- _Exercise aim_
Could you repeat the Tele MANAS report from "People can speak" to "by clinical psychologists.", substituting "24 hours a day" for "round the clock"?

Central Government’s Tele MANAS Receives Over 10,000 Calls, 70 Percent Of Them From Women
Srinagar- About 70 per cent of the 10,000-odd calls made to a mental healthcare call centre here were by women, with a study suggesting the digital facility has made it easy for women to talk about their issues from home without being stigmatised.
The call centre under the central government’s Tele MANAS initiative was established at the Institute of Mental Health and Neurosciences in Rainawari here in November last year.
Since its launch, the call centre has received more than 10,000 calls. “About 70 per cent of those calls were from women,” Dr Arshad Hussain, a renowned psychiatrist working at the institute, said.
He said the institute conducted a study to ascertain why a majority of the distress calls were made by women.
“What could be happening is that women may be finding it easy to call from their homes and talk about their distress without being stigmatised,” Hussain said.
“Recently, we had a guest faculty here. We were told that in other centres, there are more men calling. This is something which needs more research,” he added.
Hussain said the Tele MANAS centre aims to bridge the gap between mental health needs and the availability of resources.
“There is a scarcity of resources the world over, particularly in low-income and middle-income countries, to actually deal with the epidemic of mental health problems,” he said.
The call centre in Srinagar has 20 counsellors, mostly women, who are the first responders to distress calls.
Nashafa Firdous, one of the counsellors at the centre, said most of the distress calls were from women, especially those from rural areas, “because it is easy for women to get counselling online without having to visit the centre”.
“This is a good initiative because there is no barrier. They do not feel comfortable to reveal their identity or to show themselves up, but when they get online counselling, they feel comfortable,” she said.
Asked about the nature of calls, Firdous said they are mostly regarding mental disorders, panic or anxiety attacks, depression or OCD, or issues related to those suffering bipolar disorder.
People can speak to the counsellors in three languages — Kashmiri, Urdu and English.
The centre functions round the clock.
Hussain said the Tele MANAS initiative is a game changer because a person cannot always travel to a hospital for mental health issues.
Giving details about the operations at the centre, the psychiatrist said that if an issue is not resolved by counsellors, it is referred to the next level, where they are handled by clinical psychologists.
If the issue is still not resolved or if some patients need medications and treatment, they are referred to psychiatrists who do the assessment and treatment over phone, he said.

- _Material supplied_

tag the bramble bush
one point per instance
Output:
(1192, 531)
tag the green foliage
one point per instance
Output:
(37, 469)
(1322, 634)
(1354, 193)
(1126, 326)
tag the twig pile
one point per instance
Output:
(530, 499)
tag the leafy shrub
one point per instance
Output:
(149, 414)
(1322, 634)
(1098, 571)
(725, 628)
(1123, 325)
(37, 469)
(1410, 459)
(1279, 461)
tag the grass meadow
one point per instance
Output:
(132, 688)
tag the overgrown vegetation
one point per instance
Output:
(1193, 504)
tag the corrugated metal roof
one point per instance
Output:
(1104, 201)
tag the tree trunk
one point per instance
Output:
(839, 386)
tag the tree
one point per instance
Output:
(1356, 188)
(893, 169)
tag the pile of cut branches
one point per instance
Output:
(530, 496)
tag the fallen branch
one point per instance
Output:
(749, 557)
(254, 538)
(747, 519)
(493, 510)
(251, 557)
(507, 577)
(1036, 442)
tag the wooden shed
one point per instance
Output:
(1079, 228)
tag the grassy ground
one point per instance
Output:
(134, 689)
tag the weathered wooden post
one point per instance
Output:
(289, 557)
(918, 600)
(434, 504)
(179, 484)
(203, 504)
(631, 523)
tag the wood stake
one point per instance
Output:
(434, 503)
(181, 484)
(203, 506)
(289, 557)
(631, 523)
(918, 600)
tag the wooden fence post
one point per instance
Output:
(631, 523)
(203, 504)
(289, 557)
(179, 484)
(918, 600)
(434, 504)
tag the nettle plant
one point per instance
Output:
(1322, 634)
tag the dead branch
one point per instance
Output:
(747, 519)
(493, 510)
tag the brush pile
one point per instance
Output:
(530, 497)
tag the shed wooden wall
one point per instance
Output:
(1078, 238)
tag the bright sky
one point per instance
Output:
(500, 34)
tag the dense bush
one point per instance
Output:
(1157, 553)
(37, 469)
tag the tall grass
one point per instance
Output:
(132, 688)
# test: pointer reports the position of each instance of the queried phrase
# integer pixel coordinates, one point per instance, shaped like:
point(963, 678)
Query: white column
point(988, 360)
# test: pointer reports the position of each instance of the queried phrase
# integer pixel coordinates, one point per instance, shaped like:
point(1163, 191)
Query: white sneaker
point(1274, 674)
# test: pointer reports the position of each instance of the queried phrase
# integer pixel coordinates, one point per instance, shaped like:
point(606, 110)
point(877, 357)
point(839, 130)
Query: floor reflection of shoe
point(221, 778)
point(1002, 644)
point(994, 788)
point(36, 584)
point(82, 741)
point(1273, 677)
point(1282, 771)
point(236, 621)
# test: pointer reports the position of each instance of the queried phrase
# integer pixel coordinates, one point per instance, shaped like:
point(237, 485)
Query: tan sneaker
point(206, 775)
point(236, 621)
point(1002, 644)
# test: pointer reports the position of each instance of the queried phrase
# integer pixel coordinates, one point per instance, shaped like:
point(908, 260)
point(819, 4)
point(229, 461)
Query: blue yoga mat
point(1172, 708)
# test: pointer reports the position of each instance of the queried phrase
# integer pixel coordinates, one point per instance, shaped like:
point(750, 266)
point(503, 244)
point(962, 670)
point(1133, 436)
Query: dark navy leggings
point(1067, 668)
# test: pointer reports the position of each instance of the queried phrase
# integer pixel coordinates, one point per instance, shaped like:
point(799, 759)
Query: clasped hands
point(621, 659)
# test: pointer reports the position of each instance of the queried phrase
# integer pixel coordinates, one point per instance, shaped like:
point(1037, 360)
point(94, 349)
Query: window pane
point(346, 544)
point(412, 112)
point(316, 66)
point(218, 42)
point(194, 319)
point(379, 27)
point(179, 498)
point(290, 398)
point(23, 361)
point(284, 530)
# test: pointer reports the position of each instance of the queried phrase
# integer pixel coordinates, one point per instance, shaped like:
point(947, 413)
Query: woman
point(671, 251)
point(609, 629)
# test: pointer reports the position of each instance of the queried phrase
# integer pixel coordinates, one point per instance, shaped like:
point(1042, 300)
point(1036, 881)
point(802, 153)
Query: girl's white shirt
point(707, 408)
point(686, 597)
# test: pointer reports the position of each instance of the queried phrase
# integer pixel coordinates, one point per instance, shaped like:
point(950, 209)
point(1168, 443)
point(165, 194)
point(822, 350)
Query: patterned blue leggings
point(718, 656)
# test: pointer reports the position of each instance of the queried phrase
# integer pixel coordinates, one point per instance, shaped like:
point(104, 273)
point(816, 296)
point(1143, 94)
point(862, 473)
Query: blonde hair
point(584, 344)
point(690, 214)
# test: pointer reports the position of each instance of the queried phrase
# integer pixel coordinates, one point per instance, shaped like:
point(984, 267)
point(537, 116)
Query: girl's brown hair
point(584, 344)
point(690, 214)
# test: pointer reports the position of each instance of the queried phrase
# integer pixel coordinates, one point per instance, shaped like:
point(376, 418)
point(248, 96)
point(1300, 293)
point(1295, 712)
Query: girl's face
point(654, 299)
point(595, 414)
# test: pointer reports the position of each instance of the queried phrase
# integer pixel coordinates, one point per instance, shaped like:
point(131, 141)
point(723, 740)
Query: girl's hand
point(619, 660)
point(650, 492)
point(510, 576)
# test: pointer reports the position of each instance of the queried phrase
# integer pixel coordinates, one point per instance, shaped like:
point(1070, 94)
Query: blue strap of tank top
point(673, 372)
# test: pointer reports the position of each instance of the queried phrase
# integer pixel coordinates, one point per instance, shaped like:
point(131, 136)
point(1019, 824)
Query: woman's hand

- _Written reply_
People can speak to the counsellors in three languages — Kashmiri, Urdu and English.
The centre functions 24 hours a day.
Hussain said the Tele MANAS initiative is a game changer because a person cannot always travel to a hospital for mental health issues.
Giving details about the operations at the centre, the psychiatrist said that if an issue is not resolved by counsellors, it is referred to the next level, where they are handled by clinical psychologists.